> **The task**
Scan the entries below for the string "kitchen" and copy every line where it turns up.

** Opening Input data block **

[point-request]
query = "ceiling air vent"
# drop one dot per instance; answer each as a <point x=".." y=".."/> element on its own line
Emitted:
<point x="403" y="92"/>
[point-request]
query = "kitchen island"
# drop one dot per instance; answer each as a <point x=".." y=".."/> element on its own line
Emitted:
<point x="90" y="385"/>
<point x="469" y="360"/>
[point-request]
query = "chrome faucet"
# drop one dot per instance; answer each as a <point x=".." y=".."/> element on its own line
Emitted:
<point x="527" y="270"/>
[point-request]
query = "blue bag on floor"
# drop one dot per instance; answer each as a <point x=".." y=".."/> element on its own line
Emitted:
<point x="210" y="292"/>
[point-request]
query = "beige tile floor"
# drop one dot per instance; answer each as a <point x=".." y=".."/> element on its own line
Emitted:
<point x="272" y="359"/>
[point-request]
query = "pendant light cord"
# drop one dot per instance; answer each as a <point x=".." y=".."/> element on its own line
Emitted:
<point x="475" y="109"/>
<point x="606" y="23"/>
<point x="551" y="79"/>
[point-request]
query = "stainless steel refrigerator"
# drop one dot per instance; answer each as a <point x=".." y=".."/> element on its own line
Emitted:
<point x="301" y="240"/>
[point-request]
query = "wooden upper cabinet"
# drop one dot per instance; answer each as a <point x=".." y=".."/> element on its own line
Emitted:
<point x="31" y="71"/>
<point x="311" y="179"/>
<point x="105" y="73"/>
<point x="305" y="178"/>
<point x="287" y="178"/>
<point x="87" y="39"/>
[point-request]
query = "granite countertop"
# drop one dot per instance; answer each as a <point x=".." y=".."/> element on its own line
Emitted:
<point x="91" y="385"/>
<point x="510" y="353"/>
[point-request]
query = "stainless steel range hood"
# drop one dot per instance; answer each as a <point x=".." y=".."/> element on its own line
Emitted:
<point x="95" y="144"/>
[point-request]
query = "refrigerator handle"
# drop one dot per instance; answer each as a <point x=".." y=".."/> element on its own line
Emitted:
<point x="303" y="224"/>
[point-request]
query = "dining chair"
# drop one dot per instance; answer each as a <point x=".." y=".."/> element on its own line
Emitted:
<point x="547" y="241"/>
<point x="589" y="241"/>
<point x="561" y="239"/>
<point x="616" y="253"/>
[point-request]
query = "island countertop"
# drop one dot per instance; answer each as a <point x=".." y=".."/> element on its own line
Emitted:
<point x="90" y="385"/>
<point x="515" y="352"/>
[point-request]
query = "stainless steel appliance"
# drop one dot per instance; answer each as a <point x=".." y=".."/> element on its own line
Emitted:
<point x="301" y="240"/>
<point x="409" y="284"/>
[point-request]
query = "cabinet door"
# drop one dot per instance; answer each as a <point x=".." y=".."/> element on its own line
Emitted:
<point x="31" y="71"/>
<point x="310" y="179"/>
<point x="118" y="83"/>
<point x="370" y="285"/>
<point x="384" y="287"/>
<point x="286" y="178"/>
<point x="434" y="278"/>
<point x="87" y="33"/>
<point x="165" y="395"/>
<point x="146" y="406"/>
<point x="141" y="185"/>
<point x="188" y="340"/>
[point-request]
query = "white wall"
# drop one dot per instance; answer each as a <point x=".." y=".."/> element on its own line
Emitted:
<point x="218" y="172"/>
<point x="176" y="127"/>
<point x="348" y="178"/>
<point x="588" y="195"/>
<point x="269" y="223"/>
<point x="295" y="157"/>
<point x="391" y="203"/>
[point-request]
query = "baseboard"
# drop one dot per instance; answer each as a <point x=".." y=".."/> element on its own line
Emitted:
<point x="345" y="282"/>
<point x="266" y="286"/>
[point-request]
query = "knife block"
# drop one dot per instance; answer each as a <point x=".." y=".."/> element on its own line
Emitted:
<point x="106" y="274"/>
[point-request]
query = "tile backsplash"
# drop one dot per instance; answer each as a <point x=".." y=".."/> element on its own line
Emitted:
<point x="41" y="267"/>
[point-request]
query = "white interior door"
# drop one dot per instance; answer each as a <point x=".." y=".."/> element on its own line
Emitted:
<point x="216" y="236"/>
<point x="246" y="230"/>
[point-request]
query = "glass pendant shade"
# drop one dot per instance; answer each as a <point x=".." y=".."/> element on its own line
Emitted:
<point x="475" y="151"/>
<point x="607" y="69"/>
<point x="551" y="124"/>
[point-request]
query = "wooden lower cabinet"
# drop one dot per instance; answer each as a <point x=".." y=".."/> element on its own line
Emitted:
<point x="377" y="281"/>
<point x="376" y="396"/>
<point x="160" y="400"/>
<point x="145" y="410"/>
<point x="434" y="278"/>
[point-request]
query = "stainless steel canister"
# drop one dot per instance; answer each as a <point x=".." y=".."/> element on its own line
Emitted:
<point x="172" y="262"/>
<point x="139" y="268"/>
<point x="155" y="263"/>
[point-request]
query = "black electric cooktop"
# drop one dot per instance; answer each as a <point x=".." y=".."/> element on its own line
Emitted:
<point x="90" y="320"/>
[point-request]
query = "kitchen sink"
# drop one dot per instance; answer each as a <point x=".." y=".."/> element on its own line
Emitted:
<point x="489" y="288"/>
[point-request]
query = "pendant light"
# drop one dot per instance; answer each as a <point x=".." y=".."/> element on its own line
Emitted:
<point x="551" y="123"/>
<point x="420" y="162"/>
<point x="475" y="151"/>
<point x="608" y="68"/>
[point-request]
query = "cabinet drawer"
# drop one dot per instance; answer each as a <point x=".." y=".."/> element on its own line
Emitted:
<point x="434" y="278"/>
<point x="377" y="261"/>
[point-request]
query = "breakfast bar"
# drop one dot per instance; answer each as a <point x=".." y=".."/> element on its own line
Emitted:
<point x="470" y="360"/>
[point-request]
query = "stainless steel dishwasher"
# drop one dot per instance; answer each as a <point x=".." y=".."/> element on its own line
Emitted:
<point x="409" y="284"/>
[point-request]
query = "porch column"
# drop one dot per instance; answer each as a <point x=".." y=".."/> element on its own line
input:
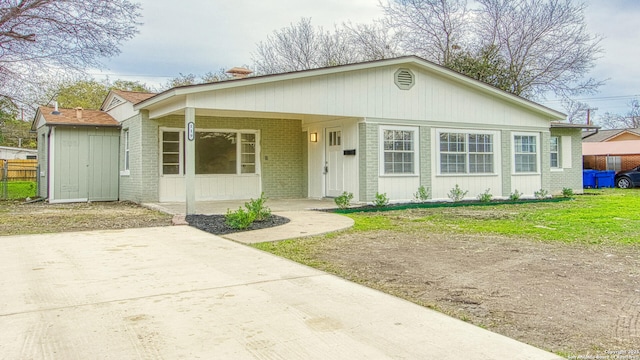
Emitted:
<point x="190" y="159"/>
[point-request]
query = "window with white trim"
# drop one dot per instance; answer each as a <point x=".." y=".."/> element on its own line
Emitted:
<point x="172" y="153"/>
<point x="554" y="151"/>
<point x="466" y="153"/>
<point x="217" y="152"/>
<point x="525" y="153"/>
<point x="399" y="154"/>
<point x="125" y="135"/>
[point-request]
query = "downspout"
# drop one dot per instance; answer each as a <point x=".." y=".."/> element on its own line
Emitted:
<point x="49" y="162"/>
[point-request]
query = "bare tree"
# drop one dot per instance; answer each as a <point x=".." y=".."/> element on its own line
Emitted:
<point x="373" y="41"/>
<point x="577" y="112"/>
<point x="545" y="43"/>
<point x="430" y="28"/>
<point x="39" y="38"/>
<point x="631" y="120"/>
<point x="302" y="46"/>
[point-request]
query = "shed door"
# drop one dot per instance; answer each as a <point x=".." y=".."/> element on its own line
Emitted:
<point x="334" y="171"/>
<point x="103" y="168"/>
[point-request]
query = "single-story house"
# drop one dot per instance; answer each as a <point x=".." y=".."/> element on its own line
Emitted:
<point x="13" y="153"/>
<point x="617" y="149"/>
<point x="387" y="126"/>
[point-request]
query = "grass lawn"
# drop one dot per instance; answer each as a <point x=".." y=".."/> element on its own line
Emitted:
<point x="606" y="216"/>
<point x="19" y="189"/>
<point x="500" y="266"/>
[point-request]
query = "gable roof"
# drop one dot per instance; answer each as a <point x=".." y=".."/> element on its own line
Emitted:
<point x="405" y="60"/>
<point x="72" y="117"/>
<point x="117" y="97"/>
<point x="606" y="135"/>
<point x="134" y="97"/>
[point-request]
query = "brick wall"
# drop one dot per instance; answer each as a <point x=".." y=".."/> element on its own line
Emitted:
<point x="599" y="162"/>
<point x="283" y="169"/>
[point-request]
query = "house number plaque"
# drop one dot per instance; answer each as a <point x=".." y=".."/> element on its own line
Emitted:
<point x="190" y="131"/>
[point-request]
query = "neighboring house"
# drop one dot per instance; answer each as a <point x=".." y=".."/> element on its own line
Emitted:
<point x="77" y="154"/>
<point x="611" y="149"/>
<point x="11" y="153"/>
<point x="387" y="126"/>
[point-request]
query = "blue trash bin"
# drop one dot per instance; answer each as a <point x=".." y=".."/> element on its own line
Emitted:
<point x="605" y="179"/>
<point x="589" y="179"/>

** Closing Input data block **

> **Written answer**
query = "kitchen island"
query = "kitchen sink"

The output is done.